Available data —
##########
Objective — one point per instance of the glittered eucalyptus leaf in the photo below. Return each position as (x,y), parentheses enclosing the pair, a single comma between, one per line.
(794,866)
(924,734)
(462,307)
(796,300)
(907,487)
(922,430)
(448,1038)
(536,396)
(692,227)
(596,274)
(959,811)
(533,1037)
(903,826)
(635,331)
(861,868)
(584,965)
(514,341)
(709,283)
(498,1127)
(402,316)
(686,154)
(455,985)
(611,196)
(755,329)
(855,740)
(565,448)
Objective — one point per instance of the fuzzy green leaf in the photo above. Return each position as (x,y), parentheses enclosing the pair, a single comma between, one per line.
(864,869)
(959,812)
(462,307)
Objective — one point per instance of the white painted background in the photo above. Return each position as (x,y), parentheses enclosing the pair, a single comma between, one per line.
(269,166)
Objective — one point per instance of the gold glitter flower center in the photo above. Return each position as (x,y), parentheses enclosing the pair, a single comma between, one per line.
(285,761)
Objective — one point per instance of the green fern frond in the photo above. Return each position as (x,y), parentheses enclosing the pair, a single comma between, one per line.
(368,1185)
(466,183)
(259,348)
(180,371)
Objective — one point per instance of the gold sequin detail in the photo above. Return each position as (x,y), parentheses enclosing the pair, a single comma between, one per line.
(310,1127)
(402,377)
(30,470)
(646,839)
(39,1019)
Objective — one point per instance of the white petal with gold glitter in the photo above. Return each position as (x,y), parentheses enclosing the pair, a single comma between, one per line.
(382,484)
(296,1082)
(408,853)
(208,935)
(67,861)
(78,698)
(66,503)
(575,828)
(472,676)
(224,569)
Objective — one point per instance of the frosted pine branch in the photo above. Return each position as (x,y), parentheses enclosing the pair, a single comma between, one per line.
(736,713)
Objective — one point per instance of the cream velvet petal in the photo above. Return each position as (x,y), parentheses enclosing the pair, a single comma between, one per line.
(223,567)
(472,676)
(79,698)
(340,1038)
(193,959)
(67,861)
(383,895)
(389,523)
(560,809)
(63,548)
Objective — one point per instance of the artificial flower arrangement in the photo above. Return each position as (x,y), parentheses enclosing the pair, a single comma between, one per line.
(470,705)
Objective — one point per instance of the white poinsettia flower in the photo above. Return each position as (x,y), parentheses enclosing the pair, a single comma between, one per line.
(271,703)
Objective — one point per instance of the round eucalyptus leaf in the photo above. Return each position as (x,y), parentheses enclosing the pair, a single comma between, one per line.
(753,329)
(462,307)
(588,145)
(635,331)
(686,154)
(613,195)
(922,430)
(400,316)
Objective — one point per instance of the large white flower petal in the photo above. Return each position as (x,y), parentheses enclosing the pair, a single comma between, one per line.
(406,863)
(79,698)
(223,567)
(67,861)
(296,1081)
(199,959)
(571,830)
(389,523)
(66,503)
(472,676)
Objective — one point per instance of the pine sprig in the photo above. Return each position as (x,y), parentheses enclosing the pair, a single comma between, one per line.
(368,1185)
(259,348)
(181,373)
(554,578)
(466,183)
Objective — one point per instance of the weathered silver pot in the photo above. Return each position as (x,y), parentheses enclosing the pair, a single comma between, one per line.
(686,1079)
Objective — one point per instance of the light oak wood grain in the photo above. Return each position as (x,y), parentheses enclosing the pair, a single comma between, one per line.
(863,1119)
##########
Aim —
Render the records from the line containing "Objective — one point per instance of the light" through the end of the records as a two-column CSV with the headers instruction and points. Give one row for each, with its text and its answer each in a single quoted field and line breaks turned into spaces.

Correct result —
instruction,points
"Objective — one point per instance of the light oak wood grain in the photo above. Return each position as (x,y), parentheses enclosing the pair, a single comma between, one per line.","(863,1119)"